##### DATA #####

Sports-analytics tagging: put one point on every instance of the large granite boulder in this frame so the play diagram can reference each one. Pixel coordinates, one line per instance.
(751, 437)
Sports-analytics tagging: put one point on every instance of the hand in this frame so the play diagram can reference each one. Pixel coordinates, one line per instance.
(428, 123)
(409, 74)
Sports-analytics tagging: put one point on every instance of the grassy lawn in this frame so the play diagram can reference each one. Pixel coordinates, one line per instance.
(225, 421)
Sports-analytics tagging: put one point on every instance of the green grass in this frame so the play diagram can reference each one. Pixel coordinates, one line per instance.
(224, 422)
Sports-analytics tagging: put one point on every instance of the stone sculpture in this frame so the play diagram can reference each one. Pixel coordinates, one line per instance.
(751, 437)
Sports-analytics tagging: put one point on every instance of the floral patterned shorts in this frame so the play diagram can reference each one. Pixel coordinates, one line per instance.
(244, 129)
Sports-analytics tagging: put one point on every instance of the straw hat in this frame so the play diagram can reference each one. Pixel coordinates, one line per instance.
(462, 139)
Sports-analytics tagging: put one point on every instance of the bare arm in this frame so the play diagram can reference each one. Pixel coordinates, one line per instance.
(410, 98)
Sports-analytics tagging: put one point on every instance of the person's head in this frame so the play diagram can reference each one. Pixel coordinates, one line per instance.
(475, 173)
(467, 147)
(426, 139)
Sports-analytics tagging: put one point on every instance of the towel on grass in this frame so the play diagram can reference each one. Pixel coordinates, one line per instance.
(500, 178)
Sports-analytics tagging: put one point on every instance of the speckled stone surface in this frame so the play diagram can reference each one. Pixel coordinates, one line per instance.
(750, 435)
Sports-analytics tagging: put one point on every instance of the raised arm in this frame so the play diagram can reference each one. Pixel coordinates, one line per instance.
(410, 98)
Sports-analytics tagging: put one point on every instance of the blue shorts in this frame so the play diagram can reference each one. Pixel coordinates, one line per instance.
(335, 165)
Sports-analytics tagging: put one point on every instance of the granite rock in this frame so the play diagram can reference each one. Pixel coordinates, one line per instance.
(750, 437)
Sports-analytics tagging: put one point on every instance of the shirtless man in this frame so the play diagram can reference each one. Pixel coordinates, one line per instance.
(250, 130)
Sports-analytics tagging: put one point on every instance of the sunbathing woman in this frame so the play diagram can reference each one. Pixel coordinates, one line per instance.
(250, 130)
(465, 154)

#####

EXERCISE GOAL - The task here is to output the line with "of the sunbathing" and all lines after it to the end of the records above, exactly and only those.

SOLUTION TO THE PROBLEM -
Sports-analytics tagging: put one point on every instance of the sunbathing woman in this frame so the play diagram can reference each one. Pixel coordinates, one line per instance.
(250, 130)
(465, 154)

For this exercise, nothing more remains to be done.